◆ Exercise:
Find each line in the entries below that contains the word "white" and copy it. Matches must have the same case.

◆ Supplied data:
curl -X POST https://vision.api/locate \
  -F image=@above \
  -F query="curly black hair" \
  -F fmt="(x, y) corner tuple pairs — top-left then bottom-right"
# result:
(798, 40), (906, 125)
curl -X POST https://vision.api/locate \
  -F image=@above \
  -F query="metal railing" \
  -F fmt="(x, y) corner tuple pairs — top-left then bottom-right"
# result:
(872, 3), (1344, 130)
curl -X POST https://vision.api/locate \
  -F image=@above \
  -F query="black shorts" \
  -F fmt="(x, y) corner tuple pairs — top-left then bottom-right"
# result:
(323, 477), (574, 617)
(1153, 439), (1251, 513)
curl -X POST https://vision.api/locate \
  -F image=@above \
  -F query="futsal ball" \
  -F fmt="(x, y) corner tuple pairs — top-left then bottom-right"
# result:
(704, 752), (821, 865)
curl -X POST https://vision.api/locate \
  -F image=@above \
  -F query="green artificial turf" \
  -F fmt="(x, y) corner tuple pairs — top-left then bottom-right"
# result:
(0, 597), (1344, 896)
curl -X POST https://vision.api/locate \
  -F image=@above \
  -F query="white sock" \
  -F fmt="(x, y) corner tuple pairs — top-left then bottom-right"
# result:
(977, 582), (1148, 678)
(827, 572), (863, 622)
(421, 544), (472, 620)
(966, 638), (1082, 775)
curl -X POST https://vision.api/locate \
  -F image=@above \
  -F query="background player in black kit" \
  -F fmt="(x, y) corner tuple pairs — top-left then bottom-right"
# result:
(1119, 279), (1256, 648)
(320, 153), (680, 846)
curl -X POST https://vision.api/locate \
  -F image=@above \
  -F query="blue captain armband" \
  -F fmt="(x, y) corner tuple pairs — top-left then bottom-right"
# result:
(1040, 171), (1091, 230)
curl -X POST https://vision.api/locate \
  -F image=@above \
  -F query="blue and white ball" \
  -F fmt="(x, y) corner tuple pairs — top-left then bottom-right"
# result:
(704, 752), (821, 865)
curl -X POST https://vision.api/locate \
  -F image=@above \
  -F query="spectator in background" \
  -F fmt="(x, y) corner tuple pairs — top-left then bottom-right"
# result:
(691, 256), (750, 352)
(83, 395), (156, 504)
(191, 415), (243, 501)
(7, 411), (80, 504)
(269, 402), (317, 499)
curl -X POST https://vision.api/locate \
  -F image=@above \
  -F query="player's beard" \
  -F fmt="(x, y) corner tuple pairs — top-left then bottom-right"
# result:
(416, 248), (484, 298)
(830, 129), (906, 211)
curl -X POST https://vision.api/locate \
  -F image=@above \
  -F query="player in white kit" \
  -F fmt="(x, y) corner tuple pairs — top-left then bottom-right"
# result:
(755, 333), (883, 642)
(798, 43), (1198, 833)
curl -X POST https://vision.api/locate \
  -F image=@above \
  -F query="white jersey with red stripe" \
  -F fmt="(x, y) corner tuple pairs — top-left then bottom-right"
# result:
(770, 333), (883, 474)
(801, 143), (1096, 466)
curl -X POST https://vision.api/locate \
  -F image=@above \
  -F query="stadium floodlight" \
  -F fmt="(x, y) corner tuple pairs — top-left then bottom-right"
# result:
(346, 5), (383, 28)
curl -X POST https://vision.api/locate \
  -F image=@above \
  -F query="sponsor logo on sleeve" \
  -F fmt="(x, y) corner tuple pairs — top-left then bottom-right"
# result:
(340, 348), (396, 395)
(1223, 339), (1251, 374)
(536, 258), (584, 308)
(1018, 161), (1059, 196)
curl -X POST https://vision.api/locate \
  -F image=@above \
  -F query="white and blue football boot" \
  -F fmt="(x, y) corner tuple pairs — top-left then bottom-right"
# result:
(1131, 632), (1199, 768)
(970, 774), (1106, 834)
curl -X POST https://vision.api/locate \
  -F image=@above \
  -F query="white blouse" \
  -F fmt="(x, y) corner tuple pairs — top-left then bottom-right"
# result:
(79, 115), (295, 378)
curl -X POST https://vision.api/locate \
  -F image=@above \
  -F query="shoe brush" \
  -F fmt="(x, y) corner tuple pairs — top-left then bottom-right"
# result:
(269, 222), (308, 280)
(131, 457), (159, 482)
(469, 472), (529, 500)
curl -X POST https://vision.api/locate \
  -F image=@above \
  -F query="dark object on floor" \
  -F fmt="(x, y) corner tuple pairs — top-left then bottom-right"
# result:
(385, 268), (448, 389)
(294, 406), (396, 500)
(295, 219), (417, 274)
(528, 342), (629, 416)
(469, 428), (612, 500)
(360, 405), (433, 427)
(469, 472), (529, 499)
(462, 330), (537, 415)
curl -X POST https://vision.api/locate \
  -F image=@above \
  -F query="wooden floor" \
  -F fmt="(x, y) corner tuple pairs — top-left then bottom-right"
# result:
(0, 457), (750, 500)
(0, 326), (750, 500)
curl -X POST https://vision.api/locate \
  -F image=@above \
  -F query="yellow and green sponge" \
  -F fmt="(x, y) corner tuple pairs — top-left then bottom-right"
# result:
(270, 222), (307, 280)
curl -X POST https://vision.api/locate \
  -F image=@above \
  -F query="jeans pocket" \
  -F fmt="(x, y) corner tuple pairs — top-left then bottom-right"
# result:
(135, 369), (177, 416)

◆ Worked answer:
  -F query="white sock" \
  -F query="blue and white ball" \
  -F query="player in white kit" \
  -F query="white jersey with red stripe" \
  -F query="white and blue football boot" \
  -F query="white blouse" \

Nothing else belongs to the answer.